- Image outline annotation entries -
--- start ---
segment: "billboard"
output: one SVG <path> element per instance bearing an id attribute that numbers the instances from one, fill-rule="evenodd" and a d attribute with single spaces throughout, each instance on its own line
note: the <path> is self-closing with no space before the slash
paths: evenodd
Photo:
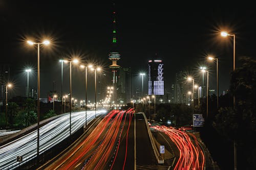
<path id="1" fill-rule="evenodd" d="M 201 127 L 204 126 L 204 118 L 202 114 L 193 114 L 193 126 L 195 127 Z"/>

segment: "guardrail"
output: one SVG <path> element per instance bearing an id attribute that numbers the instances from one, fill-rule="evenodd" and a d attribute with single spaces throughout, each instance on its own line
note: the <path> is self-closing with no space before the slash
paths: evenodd
<path id="1" fill-rule="evenodd" d="M 164 159 L 160 155 L 160 153 L 157 152 L 158 149 L 156 145 L 156 143 L 154 142 L 153 137 L 152 136 L 152 134 L 151 133 L 151 131 L 150 131 L 150 128 L 148 126 L 148 124 L 147 123 L 147 119 L 145 115 L 144 112 L 138 112 L 139 113 L 141 113 L 143 115 L 144 118 L 145 119 L 145 122 L 146 125 L 146 127 L 147 129 L 147 132 L 148 133 L 148 136 L 150 136 L 150 141 L 151 143 L 151 145 L 152 146 L 152 149 L 153 150 L 154 153 L 155 154 L 155 156 L 156 157 L 156 159 L 157 160 L 157 162 L 159 164 L 163 164 L 164 163 Z"/>

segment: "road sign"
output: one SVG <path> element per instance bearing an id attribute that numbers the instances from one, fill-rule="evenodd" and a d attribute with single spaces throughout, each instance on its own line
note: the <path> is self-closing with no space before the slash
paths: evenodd
<path id="1" fill-rule="evenodd" d="M 160 145 L 160 154 L 164 154 L 164 145 Z"/>
<path id="2" fill-rule="evenodd" d="M 193 114 L 193 126 L 201 127 L 204 126 L 204 118 L 202 114 Z"/>
<path id="3" fill-rule="evenodd" d="M 17 162 L 22 162 L 22 156 L 18 156 L 17 157 Z"/>

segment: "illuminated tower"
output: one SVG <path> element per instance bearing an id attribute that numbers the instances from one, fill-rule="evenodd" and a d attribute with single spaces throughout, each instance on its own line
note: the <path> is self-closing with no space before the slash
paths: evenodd
<path id="1" fill-rule="evenodd" d="M 115 4 L 114 4 L 115 6 Z M 116 75 L 116 72 L 117 69 L 120 67 L 117 64 L 117 61 L 120 59 L 120 54 L 117 52 L 117 38 L 116 37 L 116 12 L 114 11 L 113 12 L 113 38 L 112 38 L 112 44 L 113 48 L 111 52 L 109 54 L 109 59 L 112 61 L 112 64 L 110 65 L 110 68 L 112 68 L 113 72 L 113 84 L 116 84 L 117 82 L 117 76 Z"/>
<path id="2" fill-rule="evenodd" d="M 115 4 L 113 4 L 115 6 Z M 117 82 L 117 70 L 120 67 L 120 66 L 117 64 L 117 62 L 120 59 L 120 54 L 117 51 L 117 38 L 116 37 L 116 12 L 114 10 L 113 12 L 113 38 L 112 38 L 112 44 L 113 47 L 111 52 L 109 54 L 109 59 L 112 61 L 112 64 L 109 66 L 110 68 L 112 69 L 113 79 L 112 81 L 113 83 L 113 86 L 115 88 L 116 88 L 116 84 Z M 113 101 L 114 101 L 114 93 L 113 93 Z"/>

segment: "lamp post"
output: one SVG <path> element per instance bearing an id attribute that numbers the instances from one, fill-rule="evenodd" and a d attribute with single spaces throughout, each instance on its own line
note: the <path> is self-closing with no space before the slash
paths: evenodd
--- end ---
- WORK REQUIRED -
Lay out the entries as a JSON list of strings, one string per line, from the first line through the line containing "164 159 L 160", skipping blank lines. Leave the pictures out.

- COMPLETE RESPONSE -
[
  "segment: \"billboard\"",
  "output: one SVG <path> element per instance bearing an id attribute that numbers the instances from one, fill-rule=\"evenodd\" and a d attribute with single spaces throughout, each instance on its own line",
  "note: the <path> is self-closing with no space before the slash",
  "paths: evenodd",
  "Photo:",
  "<path id=\"1\" fill-rule=\"evenodd\" d=\"M 201 127 L 204 126 L 204 118 L 202 114 L 193 114 L 193 126 L 195 127 Z\"/>",
  "segment: \"guardrail\"",
  "output: one SVG <path> element per instance bearing an id attribute that numbers the instances from one, fill-rule=\"evenodd\" and a d attribute with single spaces throughout, each instance on its own line",
  "note: the <path> is self-closing with no space before the slash",
  "paths: evenodd",
  "<path id=\"1\" fill-rule=\"evenodd\" d=\"M 164 159 L 160 155 L 160 153 L 157 152 L 158 149 L 156 145 L 156 143 L 154 142 L 153 137 L 152 136 L 152 134 L 151 133 L 151 131 L 150 131 L 150 128 L 148 126 L 148 124 L 147 123 L 147 119 L 145 115 L 144 112 L 138 112 L 139 113 L 141 113 L 143 115 L 144 118 L 145 119 L 145 122 L 146 125 L 146 127 L 147 129 L 147 132 L 148 133 L 148 136 L 150 136 L 150 141 L 151 143 L 151 145 L 152 146 L 152 149 L 153 150 L 154 153 L 155 154 L 155 156 L 156 157 L 156 159 L 157 160 L 157 162 L 159 164 L 163 164 L 164 163 Z\"/>"
]